= Fragmento para leer =
- - - - -

Cuncta resigno: Horacio y la libertad

Esta entrada del Portal Web es un fragmento del comienzo del artículo “Cuncta resigno: Horacio y la libertad”, publicado en el número 46 en papel de Hablar de Poesía (diciembre 2022), en el que Alejandro Bekes analiza cómo se muestra a sí mismo en sus poemas, en relación con la libertad, el célebre poeta latino Quinto Horacio Flaco.

El prólogo del Quijote es, como corresponde, la parodia de un prólogo. En medio de las citas diversas y entreveradas que lo pueblan, hay una que dice: Non bene pro toto libertas venditur auro –“no se vende bien la libertad por todo el oro del mundo”–, atribuida allí vagamente “a Horacio, o a quien lo dijo”. En realidad, al hexámetro lo escribió un fabulista medieval, Gualterus Anglicus, y es el penúltimo verso de su fábula De Cane et Lupo, “El perro y el lobo”, recreada a partir de Fedro. El verso último dice: Hoc celeste bonum preterit orbis opes, “este don del cielo excede las riquezas del mundo”. El lobo hambriento y ruinoso, en la fábula, prefiere su áspera libertad antes que el bienestar del perro gordo y lustroso, que tiene la marca del collar en el cuello. Es claro que la libertad se define mejor como aquello que todo prisionero desea. Y esto sí puede atribuirse sin error a Quinto Horacio, el poeta.

- - - - -

= Trabajo por hacer =
a – Según el fragmento sobre Horacio, ¿quién escribió en realidad el hexámetro que el prólogo del Quijote atribuye a Horacio?
b – Transcribe del fragmento sobre Horacio el tramo que va desde "Esta entrada del" hasta "Quinto Horacio Flaco.".
c – Enumera todas las personas que se nombran en el fragmento sobre Horacio.

= Filas del listado =
- - - - -

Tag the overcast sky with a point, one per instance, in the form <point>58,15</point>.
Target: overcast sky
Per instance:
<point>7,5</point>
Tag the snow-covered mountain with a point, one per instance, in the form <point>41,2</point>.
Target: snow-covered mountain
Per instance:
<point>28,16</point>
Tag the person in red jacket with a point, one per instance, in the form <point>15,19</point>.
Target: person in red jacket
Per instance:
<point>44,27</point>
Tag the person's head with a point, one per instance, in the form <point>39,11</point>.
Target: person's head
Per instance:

- - - - -

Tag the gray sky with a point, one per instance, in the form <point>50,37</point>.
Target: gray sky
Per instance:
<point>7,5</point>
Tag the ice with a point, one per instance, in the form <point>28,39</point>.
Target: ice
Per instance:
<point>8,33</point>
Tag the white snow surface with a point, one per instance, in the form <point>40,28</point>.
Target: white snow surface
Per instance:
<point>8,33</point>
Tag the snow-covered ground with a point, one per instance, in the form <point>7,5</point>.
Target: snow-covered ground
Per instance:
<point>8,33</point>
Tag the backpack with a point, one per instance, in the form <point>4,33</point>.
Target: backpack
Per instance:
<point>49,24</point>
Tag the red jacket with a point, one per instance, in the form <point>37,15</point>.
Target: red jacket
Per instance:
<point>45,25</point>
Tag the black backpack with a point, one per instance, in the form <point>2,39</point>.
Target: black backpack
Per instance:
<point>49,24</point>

- - - - -

= Resultados de tareas =
a – Un fabulista medieval, Gualterus Anglicus.

b –
Esta entrada del Portal Web es un fragmento del comienzo del artículo “Cuncta resigno: Horacio y la libertad”, publicado en el número 46 en papel de Hablar de Poesía (diciembre 2022), en el que Alejandro Bekes analiza cómo se muestra a sí mismo en sus poemas, en relación con la libertad, el célebre poeta latino Quinto Horacio Flaco.

c – Alejandro Bekes, Quinto Horacio Flaco, Gualterus Anglicus y Fedro.